Written exercise: Please swap "Result" for "Output" throughout the material below and reproduce it with nothing else changed, leaving the pictures out.

Shape annotation entries

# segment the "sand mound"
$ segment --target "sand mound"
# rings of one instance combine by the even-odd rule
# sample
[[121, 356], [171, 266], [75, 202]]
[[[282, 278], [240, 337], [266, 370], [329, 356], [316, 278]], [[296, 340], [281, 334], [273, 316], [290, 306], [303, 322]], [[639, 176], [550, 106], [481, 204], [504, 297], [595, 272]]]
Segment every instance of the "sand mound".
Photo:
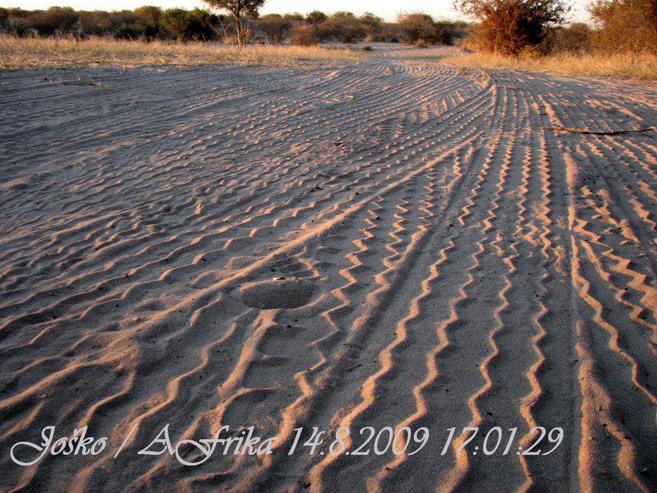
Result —
[[313, 296], [312, 283], [285, 278], [243, 284], [240, 291], [244, 304], [253, 308], [298, 308]]

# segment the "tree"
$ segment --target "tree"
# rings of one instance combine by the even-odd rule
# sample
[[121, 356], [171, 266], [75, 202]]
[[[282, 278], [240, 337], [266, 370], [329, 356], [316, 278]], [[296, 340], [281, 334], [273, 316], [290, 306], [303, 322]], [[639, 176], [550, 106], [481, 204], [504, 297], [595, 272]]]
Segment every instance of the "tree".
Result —
[[315, 26], [315, 33], [318, 30], [317, 25], [320, 22], [324, 22], [327, 18], [326, 14], [319, 10], [313, 10], [310, 14], [306, 16], [306, 22]]
[[570, 10], [565, 0], [454, 0], [453, 5], [480, 21], [481, 47], [502, 55], [540, 49]]
[[162, 9], [154, 5], [142, 5], [136, 8], [133, 12], [146, 22], [152, 22], [155, 24], [159, 22], [159, 19], [162, 16]]
[[289, 30], [290, 23], [279, 14], [269, 14], [258, 20], [258, 26], [272, 45], [279, 45]]
[[588, 6], [603, 51], [657, 51], [657, 0], [594, 0]]
[[203, 0], [213, 8], [228, 10], [235, 19], [235, 30], [237, 38], [237, 45], [242, 48], [244, 45], [246, 31], [240, 16], [247, 14], [257, 14], [258, 10], [264, 4], [266, 0]]
[[207, 10], [195, 8], [167, 9], [162, 14], [162, 26], [175, 35], [179, 41], [207, 40], [214, 35], [214, 25], [219, 18]]

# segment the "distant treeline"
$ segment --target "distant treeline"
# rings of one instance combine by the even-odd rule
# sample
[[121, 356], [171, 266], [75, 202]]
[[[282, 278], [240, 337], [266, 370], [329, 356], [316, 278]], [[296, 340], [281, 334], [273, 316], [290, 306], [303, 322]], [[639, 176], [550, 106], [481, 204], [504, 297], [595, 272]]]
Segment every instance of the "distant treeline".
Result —
[[[218, 0], [205, 0], [211, 3]], [[566, 0], [455, 0], [454, 7], [474, 23], [437, 21], [421, 12], [401, 14], [387, 23], [374, 14], [326, 14], [315, 10], [240, 18], [243, 42], [313, 45], [330, 41], [384, 41], [417, 46], [459, 44], [484, 51], [657, 52], [657, 0], [591, 0], [593, 27], [563, 25]], [[177, 40], [235, 42], [235, 22], [229, 15], [195, 8], [163, 10], [146, 5], [134, 10], [76, 11], [69, 7], [24, 10], [0, 7], [0, 33], [19, 37], [101, 36], [123, 40]]]
[[[332, 14], [315, 10], [301, 14], [246, 16], [246, 41], [312, 45], [337, 41], [345, 43], [384, 41], [413, 45], [455, 44], [469, 26], [464, 22], [437, 21], [422, 13], [404, 14], [398, 22], [387, 23], [371, 13]], [[0, 8], [0, 31], [14, 36], [103, 36], [125, 40], [221, 41], [234, 40], [233, 19], [195, 8], [163, 10], [146, 5], [134, 10], [74, 10], [51, 7], [47, 10]]]

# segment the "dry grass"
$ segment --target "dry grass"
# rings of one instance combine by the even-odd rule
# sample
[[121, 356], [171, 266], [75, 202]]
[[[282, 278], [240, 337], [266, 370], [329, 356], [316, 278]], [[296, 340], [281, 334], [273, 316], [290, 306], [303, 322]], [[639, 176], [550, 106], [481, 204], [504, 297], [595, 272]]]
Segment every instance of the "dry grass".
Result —
[[619, 53], [615, 55], [553, 55], [537, 58], [504, 57], [492, 53], [469, 53], [449, 57], [444, 63], [460, 66], [511, 68], [566, 75], [594, 75], [657, 80], [657, 55]]
[[357, 62], [363, 53], [348, 49], [316, 47], [251, 45], [215, 43], [150, 43], [92, 38], [21, 39], [0, 37], [0, 70], [67, 68], [91, 63], [135, 65], [298, 65], [320, 61]]

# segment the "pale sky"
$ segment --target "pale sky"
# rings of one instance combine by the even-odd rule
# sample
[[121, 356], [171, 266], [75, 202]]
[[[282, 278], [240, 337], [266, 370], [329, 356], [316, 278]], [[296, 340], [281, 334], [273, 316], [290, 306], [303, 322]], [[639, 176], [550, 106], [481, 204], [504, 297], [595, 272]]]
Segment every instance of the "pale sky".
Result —
[[[586, 21], [588, 14], [583, 6], [587, 0], [571, 0], [576, 4], [574, 10], [574, 21]], [[26, 10], [47, 9], [53, 5], [72, 7], [76, 10], [132, 10], [143, 5], [154, 5], [163, 8], [181, 7], [188, 10], [194, 7], [207, 8], [202, 0], [0, 0], [3, 7], [18, 7]], [[307, 0], [299, 2], [294, 0], [268, 0], [261, 10], [261, 14], [286, 14], [298, 12], [306, 14], [313, 10], [321, 10], [331, 14], [338, 10], [346, 10], [356, 15], [371, 12], [385, 21], [393, 22], [400, 10], [424, 12], [436, 20], [456, 19], [459, 14], [452, 10], [452, 0], [406, 0], [400, 2], [391, 0]]]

Result for this task:
# segment the "sand mound"
$ segment --target "sand mound"
# rings of one instance combine by the even-odd rule
# sample
[[121, 356], [171, 266], [75, 202]]
[[[282, 278], [240, 337], [266, 370], [329, 356], [316, 278]], [[296, 340], [281, 334], [273, 316], [290, 306], [303, 322]], [[639, 176], [550, 106], [481, 204], [504, 297], [595, 272]]]
Segment every instance of the "sand mound".
Photo:
Output —
[[313, 296], [312, 283], [285, 278], [243, 284], [240, 291], [244, 304], [253, 308], [298, 308]]

# segment the "tree"
$ segment --target "tree"
# rings of one instance combine by the even-odd rule
# sample
[[121, 356], [171, 266], [75, 202]]
[[[282, 278], [240, 337], [266, 370], [329, 356], [316, 278]], [[296, 340], [281, 334], [273, 316], [290, 306], [303, 322]], [[639, 176], [550, 106], [481, 204], [504, 297], [595, 272]]]
Segment every instance of the "tree".
Output —
[[315, 26], [315, 33], [318, 30], [317, 25], [320, 22], [324, 22], [327, 18], [326, 14], [319, 10], [313, 10], [310, 14], [306, 16], [306, 22]]
[[570, 10], [565, 0], [454, 0], [453, 5], [480, 21], [481, 47], [502, 55], [540, 49]]
[[162, 9], [154, 5], [142, 5], [136, 8], [133, 12], [146, 22], [152, 22], [155, 24], [159, 22], [159, 19], [162, 16]]
[[289, 30], [290, 23], [279, 14], [269, 14], [258, 20], [258, 26], [272, 45], [279, 45]]
[[588, 6], [603, 51], [657, 51], [657, 0], [594, 0]]
[[203, 0], [213, 8], [228, 10], [235, 19], [235, 30], [237, 38], [237, 45], [242, 48], [244, 45], [246, 31], [240, 16], [247, 14], [257, 14], [258, 10], [264, 4], [266, 0]]
[[207, 10], [195, 8], [167, 9], [162, 14], [162, 26], [175, 35], [179, 41], [207, 40], [214, 35], [214, 25], [219, 18]]

# segment the "distant treeline"
$ segment --target "distant treeline"
# rings of one instance combine by the even-odd rule
# sample
[[121, 356], [171, 266], [75, 202]]
[[[282, 278], [240, 337], [266, 370], [329, 356], [316, 278]], [[296, 340], [281, 334], [273, 316], [290, 306], [303, 322]], [[639, 176], [550, 106], [481, 204], [504, 297], [595, 272]]]
Segment every instance of the "distant treeline".
Output —
[[[218, 0], [205, 0], [211, 3]], [[566, 0], [455, 0], [454, 7], [474, 23], [437, 21], [421, 12], [401, 14], [387, 23], [374, 14], [326, 14], [315, 10], [240, 18], [243, 42], [313, 45], [330, 41], [384, 41], [417, 46], [459, 44], [484, 51], [657, 52], [657, 0], [591, 0], [593, 27], [563, 25]], [[177, 40], [235, 42], [235, 22], [229, 15], [195, 8], [163, 10], [146, 5], [134, 10], [76, 11], [69, 7], [24, 10], [0, 7], [0, 33], [19, 37], [101, 36], [123, 40]]]
[[[332, 14], [315, 10], [301, 14], [246, 16], [246, 41], [312, 45], [337, 41], [345, 43], [384, 41], [413, 45], [455, 44], [469, 26], [464, 22], [437, 21], [422, 13], [404, 14], [398, 22], [387, 23], [371, 13]], [[0, 8], [0, 31], [14, 36], [103, 36], [125, 40], [221, 41], [234, 40], [233, 19], [195, 8], [163, 10], [146, 5], [134, 10], [74, 10], [51, 7], [47, 10]]]

# segment the "dry grass"
$ segment --target "dry grass"
# rings of one instance combine by the even-odd rule
# sample
[[121, 356], [171, 266], [75, 202]]
[[[282, 278], [240, 337], [266, 370], [329, 356], [316, 278]], [[296, 340], [281, 334], [273, 316], [290, 306], [303, 322]], [[639, 176], [550, 106], [481, 204], [504, 297], [595, 272]]]
Segment every instance of the "dry grass".
Output —
[[619, 53], [615, 55], [553, 55], [537, 58], [504, 57], [492, 53], [469, 53], [449, 57], [444, 63], [460, 66], [511, 68], [566, 75], [594, 75], [657, 80], [657, 55]]
[[357, 62], [363, 53], [348, 49], [316, 47], [251, 45], [215, 43], [150, 43], [92, 38], [21, 39], [0, 37], [0, 70], [67, 68], [91, 63], [135, 65], [298, 65], [320, 61]]

# segment the "pale sky"
$ segment --target "pale sky"
# rings of one instance combine by the even-odd rule
# sample
[[121, 356], [171, 266], [75, 202]]
[[[282, 278], [240, 337], [266, 370], [329, 356], [316, 278]], [[296, 340], [281, 334], [273, 316], [290, 306], [303, 322]], [[639, 176], [550, 106], [481, 204], [504, 297], [595, 272]]]
Segment every instance of the "pale sky".
Output —
[[[586, 21], [588, 14], [583, 6], [587, 0], [571, 0], [576, 4], [574, 10], [574, 21]], [[26, 10], [47, 9], [53, 5], [72, 7], [76, 10], [132, 10], [143, 5], [154, 5], [163, 8], [181, 7], [188, 10], [194, 7], [207, 8], [202, 0], [0, 0], [3, 7], [18, 7]], [[307, 0], [299, 2], [294, 0], [268, 0], [261, 10], [261, 14], [286, 14], [298, 12], [306, 14], [313, 10], [321, 10], [331, 14], [338, 10], [346, 10], [356, 15], [371, 12], [385, 21], [393, 22], [400, 10], [424, 12], [436, 20], [456, 19], [459, 14], [452, 10], [452, 0], [406, 0], [400, 2], [391, 0]]]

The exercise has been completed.